→ Do this: Give back only the lines from the one with "Practice: put a marker on each instance of the bridge deck" through the last line of the data, exactly as they appear.

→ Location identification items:

:::::

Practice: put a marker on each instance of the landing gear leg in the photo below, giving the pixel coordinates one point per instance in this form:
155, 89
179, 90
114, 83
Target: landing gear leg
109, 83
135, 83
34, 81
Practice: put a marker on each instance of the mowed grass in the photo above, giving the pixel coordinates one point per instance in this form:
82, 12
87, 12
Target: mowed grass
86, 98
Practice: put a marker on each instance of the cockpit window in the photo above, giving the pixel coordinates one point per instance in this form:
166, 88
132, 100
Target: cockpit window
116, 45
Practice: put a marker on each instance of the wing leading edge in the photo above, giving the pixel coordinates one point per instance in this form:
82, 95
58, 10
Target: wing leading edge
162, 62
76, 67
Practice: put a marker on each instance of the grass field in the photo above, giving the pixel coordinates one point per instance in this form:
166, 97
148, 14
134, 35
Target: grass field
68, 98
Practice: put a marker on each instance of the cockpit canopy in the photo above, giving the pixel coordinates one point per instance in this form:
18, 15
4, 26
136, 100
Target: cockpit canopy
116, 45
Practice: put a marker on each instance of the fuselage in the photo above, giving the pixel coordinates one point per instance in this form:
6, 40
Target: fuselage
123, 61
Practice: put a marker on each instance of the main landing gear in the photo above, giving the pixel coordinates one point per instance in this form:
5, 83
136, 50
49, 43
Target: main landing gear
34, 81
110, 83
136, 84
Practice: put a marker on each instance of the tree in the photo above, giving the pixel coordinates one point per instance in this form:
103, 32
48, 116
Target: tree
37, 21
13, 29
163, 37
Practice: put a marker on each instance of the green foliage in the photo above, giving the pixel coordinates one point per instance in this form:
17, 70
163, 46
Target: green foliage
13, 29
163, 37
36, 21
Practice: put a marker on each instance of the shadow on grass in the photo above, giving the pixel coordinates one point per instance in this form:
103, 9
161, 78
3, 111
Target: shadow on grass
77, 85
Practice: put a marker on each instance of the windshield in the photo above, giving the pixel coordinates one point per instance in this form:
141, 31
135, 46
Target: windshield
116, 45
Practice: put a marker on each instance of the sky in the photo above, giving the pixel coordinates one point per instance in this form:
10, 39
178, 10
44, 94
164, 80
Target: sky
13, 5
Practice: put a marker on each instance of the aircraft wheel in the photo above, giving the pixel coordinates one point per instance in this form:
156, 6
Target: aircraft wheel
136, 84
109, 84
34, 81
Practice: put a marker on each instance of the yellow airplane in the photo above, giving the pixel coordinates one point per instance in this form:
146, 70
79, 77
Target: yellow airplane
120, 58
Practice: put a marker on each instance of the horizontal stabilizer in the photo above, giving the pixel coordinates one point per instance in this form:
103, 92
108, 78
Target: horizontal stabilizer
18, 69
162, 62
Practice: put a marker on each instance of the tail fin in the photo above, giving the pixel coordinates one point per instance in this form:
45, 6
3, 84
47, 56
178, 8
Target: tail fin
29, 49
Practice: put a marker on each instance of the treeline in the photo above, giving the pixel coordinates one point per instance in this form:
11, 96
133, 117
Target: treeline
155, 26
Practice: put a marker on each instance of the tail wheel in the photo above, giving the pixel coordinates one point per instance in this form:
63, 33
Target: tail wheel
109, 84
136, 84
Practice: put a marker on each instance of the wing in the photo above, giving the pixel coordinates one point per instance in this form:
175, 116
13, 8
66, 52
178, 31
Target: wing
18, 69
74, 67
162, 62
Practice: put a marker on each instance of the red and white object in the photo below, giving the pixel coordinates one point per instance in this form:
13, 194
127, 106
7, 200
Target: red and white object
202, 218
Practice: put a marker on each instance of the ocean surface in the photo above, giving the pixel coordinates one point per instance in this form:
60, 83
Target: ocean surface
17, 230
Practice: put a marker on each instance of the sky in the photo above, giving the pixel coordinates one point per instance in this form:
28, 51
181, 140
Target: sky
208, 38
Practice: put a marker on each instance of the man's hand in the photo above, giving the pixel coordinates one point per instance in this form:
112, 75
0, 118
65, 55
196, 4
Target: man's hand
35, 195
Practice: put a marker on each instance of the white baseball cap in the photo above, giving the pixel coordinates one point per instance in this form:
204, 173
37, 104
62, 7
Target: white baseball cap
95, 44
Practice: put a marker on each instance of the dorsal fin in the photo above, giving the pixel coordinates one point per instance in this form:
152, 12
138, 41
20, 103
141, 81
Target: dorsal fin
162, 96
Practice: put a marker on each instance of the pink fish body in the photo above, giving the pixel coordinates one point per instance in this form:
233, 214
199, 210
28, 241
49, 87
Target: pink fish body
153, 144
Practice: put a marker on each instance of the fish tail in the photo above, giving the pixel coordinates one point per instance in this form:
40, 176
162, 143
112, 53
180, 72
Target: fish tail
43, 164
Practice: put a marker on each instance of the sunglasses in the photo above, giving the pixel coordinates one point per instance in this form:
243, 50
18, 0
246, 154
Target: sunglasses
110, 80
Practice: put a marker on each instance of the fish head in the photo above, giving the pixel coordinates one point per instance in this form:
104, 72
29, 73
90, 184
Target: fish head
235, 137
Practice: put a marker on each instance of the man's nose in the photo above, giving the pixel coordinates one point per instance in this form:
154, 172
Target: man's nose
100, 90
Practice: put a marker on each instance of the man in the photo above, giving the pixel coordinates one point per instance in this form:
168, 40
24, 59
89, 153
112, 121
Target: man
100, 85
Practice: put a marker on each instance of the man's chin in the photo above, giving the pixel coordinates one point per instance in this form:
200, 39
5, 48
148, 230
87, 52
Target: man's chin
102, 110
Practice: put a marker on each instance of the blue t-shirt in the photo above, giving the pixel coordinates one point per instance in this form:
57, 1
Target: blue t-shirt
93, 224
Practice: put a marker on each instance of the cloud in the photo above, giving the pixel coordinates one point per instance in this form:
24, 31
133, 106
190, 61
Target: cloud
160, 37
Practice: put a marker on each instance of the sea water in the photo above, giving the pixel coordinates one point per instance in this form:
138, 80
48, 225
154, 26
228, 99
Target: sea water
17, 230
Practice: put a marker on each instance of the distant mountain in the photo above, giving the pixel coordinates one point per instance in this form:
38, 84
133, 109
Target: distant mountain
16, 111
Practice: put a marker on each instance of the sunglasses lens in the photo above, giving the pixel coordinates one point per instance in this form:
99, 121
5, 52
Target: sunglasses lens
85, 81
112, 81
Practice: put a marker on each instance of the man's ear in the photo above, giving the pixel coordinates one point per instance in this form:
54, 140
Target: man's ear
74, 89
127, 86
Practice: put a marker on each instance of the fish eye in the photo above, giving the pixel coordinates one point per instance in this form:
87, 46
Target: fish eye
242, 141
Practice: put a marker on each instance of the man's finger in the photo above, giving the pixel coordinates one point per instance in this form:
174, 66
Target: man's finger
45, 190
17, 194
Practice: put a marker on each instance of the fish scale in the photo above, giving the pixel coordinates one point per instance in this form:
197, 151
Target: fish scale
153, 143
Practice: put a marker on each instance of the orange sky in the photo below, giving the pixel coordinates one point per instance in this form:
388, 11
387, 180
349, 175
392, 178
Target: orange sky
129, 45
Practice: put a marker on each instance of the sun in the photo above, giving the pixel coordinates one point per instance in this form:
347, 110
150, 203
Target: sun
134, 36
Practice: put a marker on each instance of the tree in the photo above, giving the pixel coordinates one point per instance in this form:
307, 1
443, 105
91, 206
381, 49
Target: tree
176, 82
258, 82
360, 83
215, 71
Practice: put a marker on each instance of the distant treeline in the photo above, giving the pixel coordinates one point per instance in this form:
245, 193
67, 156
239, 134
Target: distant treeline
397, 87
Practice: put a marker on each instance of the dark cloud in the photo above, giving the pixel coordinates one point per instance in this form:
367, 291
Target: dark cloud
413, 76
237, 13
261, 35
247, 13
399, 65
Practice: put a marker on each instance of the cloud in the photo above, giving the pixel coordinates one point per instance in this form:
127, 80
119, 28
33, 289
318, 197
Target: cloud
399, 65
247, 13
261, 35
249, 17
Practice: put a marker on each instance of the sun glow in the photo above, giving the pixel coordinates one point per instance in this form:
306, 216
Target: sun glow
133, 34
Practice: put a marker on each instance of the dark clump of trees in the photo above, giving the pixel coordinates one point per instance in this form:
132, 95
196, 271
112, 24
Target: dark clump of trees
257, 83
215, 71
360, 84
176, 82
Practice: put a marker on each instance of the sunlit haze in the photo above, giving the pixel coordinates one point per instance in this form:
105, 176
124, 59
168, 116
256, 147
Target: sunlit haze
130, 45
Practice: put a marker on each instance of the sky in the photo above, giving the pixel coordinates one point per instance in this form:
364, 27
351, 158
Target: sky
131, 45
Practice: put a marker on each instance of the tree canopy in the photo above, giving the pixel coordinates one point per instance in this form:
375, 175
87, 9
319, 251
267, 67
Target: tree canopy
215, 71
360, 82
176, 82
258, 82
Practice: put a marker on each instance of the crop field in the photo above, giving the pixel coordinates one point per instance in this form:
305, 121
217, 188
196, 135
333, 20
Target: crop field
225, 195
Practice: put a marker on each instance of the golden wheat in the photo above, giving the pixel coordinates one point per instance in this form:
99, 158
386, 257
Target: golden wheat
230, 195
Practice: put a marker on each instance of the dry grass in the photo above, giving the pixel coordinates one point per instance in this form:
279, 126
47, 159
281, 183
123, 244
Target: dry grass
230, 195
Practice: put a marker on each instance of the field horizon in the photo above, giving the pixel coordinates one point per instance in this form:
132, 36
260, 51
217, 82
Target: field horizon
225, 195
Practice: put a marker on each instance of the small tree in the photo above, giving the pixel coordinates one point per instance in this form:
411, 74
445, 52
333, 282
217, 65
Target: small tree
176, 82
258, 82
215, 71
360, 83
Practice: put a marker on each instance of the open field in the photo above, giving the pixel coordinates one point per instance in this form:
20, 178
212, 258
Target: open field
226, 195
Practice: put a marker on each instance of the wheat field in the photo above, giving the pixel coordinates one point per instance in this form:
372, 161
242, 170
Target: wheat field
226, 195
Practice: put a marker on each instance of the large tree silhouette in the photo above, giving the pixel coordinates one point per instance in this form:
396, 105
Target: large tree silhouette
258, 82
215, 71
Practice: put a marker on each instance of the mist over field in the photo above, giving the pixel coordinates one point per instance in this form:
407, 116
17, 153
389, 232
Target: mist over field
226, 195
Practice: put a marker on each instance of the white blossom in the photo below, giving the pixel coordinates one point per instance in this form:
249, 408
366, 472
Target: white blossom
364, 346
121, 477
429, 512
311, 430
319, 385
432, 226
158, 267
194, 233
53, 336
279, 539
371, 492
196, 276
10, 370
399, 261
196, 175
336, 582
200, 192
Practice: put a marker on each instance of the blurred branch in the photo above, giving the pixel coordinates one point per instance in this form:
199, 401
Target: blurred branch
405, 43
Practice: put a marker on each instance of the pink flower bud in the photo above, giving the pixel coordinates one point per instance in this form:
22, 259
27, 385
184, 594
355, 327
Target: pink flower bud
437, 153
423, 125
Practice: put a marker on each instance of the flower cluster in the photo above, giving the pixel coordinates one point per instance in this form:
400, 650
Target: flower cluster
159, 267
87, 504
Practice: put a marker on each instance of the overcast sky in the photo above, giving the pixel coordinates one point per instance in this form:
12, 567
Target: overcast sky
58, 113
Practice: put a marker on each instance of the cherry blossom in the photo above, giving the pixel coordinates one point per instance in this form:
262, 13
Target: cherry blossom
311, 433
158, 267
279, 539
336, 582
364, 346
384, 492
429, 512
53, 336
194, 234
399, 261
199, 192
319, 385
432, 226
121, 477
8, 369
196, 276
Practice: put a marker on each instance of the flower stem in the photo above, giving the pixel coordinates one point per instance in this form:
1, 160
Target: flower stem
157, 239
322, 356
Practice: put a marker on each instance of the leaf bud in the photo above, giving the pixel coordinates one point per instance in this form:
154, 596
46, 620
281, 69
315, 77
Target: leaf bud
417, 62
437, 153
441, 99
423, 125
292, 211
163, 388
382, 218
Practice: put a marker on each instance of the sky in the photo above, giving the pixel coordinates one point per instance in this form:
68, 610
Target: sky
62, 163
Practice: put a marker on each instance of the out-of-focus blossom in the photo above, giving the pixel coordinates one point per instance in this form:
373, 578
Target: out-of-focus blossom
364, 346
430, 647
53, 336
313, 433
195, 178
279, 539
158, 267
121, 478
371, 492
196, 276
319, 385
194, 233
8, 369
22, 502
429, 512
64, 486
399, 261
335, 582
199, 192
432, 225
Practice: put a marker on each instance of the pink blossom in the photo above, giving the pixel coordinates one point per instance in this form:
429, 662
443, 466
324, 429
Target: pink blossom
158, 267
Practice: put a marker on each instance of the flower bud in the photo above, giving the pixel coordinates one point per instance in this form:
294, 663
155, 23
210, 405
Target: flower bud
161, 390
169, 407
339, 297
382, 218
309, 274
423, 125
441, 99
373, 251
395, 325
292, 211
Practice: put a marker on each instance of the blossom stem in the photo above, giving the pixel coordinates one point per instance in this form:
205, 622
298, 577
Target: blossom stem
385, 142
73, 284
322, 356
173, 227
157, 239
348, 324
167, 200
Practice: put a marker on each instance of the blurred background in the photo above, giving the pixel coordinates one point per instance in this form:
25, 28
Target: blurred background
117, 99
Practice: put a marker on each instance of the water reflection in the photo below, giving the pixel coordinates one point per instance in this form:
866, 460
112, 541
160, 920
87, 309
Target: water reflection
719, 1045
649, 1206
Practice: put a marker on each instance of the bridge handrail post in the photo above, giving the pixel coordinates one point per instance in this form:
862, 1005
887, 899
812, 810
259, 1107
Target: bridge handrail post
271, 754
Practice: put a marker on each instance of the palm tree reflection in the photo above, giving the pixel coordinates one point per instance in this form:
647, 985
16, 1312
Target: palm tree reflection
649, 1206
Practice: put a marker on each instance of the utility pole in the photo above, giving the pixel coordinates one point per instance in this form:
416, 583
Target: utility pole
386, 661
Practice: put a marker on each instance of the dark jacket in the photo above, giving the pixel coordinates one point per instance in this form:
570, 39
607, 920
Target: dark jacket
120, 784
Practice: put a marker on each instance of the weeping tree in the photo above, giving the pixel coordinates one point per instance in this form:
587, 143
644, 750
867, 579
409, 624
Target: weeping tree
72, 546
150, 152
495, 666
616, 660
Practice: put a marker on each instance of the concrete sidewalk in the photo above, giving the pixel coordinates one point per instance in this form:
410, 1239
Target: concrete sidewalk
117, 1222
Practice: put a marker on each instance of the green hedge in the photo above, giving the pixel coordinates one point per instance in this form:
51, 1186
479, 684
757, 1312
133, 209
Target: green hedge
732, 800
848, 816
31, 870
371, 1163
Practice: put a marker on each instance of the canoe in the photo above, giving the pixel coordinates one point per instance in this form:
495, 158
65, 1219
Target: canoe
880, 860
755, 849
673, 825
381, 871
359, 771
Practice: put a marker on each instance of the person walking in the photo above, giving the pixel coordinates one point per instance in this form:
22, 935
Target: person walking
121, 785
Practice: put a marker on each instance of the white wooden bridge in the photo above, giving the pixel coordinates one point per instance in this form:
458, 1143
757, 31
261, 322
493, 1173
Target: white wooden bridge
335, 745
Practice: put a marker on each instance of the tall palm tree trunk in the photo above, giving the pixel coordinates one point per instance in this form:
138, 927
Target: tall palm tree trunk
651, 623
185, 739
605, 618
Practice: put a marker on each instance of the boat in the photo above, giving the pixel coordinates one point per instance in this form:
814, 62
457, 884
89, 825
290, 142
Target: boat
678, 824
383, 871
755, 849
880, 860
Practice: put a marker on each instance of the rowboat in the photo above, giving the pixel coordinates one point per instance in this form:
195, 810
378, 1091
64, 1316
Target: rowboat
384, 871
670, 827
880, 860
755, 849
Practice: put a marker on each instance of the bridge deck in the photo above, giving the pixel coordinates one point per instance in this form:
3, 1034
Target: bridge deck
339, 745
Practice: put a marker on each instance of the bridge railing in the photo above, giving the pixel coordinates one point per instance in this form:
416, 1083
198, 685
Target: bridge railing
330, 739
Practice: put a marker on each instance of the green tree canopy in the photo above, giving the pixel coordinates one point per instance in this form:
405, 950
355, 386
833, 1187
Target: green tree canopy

:::::

→ Exercise output:
Practice: put a marker on each instance of the bridge deck in the photo above, giving the pixel coordinates one point per instance in this form:
3, 1034
Target: bridge deck
339, 745
Practice: put a marker on each instance of the bridge railing in the photo above, giving the pixel coordinates one point per instance in this form:
416, 1083
198, 685
Target: bridge railing
330, 739
Practice: put a marker on each instance of the green tree canopy in the photo above, giving the pixel coordinates one point per instance in this form:
405, 950
355, 386
833, 1187
Target: green tree canopy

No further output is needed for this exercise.